### Exercise prompt
Give the lines below as a JSON list of strings, one string per line, omitting blank lines and leaving the pictures out.

[Object detection data]
'''
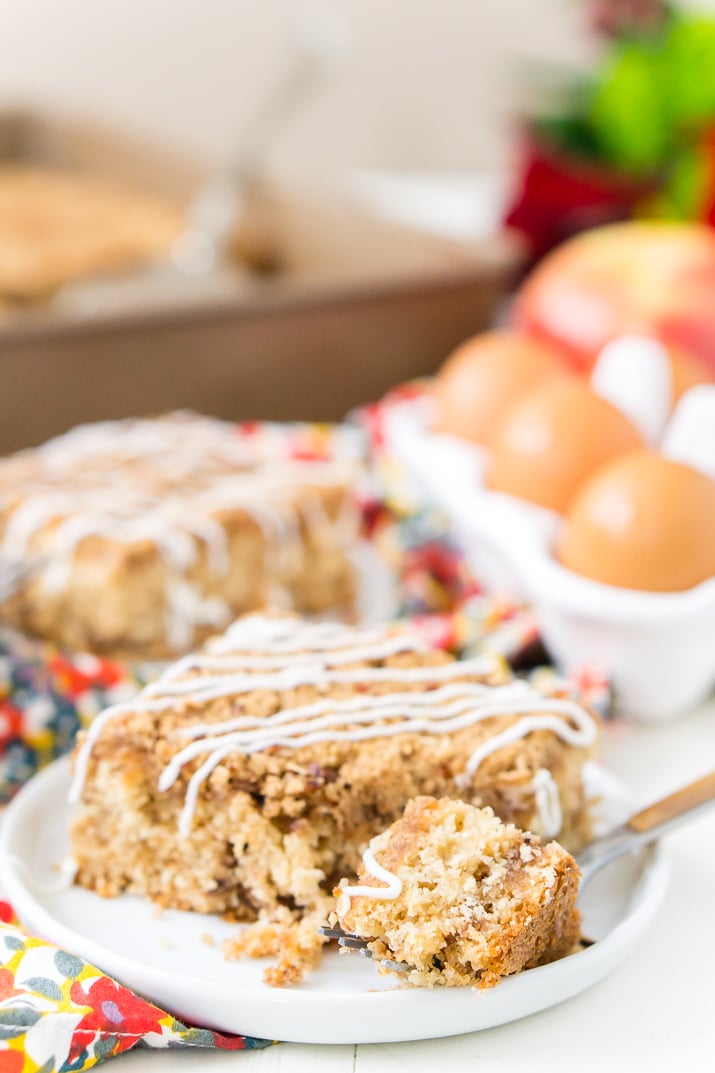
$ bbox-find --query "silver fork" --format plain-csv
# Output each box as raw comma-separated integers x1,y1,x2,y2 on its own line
318,771,715,972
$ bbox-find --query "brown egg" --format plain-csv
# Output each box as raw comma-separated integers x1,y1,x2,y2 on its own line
486,379,643,512
434,332,569,445
556,451,715,592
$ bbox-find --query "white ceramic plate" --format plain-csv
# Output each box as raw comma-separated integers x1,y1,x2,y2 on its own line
0,761,668,1043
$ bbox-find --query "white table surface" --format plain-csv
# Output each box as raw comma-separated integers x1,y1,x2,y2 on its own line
116,701,715,1073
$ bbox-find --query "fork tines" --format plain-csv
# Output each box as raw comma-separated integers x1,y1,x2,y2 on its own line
318,924,410,972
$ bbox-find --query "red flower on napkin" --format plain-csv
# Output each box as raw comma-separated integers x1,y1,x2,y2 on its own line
70,976,165,1037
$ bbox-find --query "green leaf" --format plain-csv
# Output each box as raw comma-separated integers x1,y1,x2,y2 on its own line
662,16,715,129
589,41,671,175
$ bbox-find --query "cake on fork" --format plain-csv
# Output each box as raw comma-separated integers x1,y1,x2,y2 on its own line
335,797,580,988
71,614,598,984
0,413,359,660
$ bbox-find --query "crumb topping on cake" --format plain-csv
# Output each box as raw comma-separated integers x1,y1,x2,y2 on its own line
72,613,597,985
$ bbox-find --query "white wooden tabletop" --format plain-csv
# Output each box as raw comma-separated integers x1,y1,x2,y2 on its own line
115,702,715,1073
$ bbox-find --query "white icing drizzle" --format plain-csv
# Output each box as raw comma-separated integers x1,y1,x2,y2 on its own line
0,413,358,649
71,615,597,837
531,767,564,839
337,849,403,918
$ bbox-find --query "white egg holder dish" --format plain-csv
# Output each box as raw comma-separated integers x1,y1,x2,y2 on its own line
384,388,715,723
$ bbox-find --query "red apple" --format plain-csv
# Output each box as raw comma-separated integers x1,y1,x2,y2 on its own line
514,222,715,380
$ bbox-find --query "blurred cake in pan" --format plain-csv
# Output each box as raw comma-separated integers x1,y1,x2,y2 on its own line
66,614,598,986
0,413,359,659
0,163,183,308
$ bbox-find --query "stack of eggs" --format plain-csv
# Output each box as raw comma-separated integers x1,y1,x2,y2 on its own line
433,330,715,592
'''
### Final result
[
  "$ bbox-find --query \"silver fork\" --format plain-csv",
  "# Output each box as raw comma-separated integers x1,y1,x2,y2 on its own line",
  "318,771,715,972",
  "$ bbox-find --query \"brown egg\" --format plain-csv",
  "# Output each box as raw comma-separated integers x1,y1,x2,y2 on its own line",
  "486,379,643,512",
  "434,332,569,445",
  "556,451,715,592",
  "$ bbox-find --query \"white ceramic plate\" --format plain-csv",
  "# Output each box as raw comma-separated integers x1,y1,x2,y2 on its own line",
  "0,761,668,1043",
  "$ bbox-find --query \"white table surface\" --format plain-csv",
  "# Output each box as raw comma-separated integers x1,y1,x2,y2 on its own line",
  "116,701,715,1073",
  "$ bbox-find --query \"fork tines\" --format plain-csv",
  "# Output each box as raw comma-separated integers x1,y1,x2,y2 on its own line",
  "318,924,410,972",
  "$ bbox-find --query \"red flower on napkin\" --format plain-csv",
  "# Output each box as raw comma-separated integers x1,y1,x2,y2 on its own line",
  "70,976,165,1037",
  "$ bbox-find --query \"green leaf\" --format plain-csv",
  "# Output each box as raw comma-separated integers x1,y1,x2,y2 on its own line",
  "662,16,715,129",
  "589,41,671,175",
  "$ bbox-find --query \"cake on fork\" --format plain-csv",
  "# Output each box as raw comma-separated integers x1,y1,x2,y2 on its own line",
  "335,797,580,988",
  "71,614,598,984",
  "0,413,359,660",
  "$ bbox-find --query \"crumb topping on cake\" --format plain-csv",
  "# Output each box as raw comma-separated integers x1,y1,x2,y2 on its own line",
  "72,613,597,985",
  "$ bbox-find --query \"white wooden tabletop\" --format plain-csv",
  "# Output each box as raw comma-separated integers x1,y1,x2,y2 on its own line",
  "115,702,715,1073",
  "$ bbox-find --query \"white icing drizzle\" --format plain-csv",
  "# Output each box as raw comma-separated integers x1,y1,x2,y2 on its own line",
  "0,413,358,649",
  "71,615,597,837",
  "531,767,564,839",
  "337,849,403,918",
  "$ bbox-find --query \"white egg holder dish\" --format plain-csv",
  "# Output each box as raw comma-separated integers x1,y1,x2,y2 on its own line",
  "384,388,715,723",
  "$ bbox-find --query \"red apple\" --format plain-csv",
  "# Output each box as raw comma-separated integers x1,y1,x2,y2 on its own line",
  "514,222,715,380",
  "$ bbox-find --query \"blurred cake in pan\" --format plain-csv",
  "# Output each box as raw comma-separated integers x1,y1,x2,y2 on its own line",
  "66,614,598,986",
  "0,413,359,659",
  "0,163,183,308",
  "$ bbox-find --query \"stack of eggs\" --format plain-csv",
  "# Output each box as raw comma-separated integers x1,y1,x2,y2 on its own line",
  "433,330,715,592"
]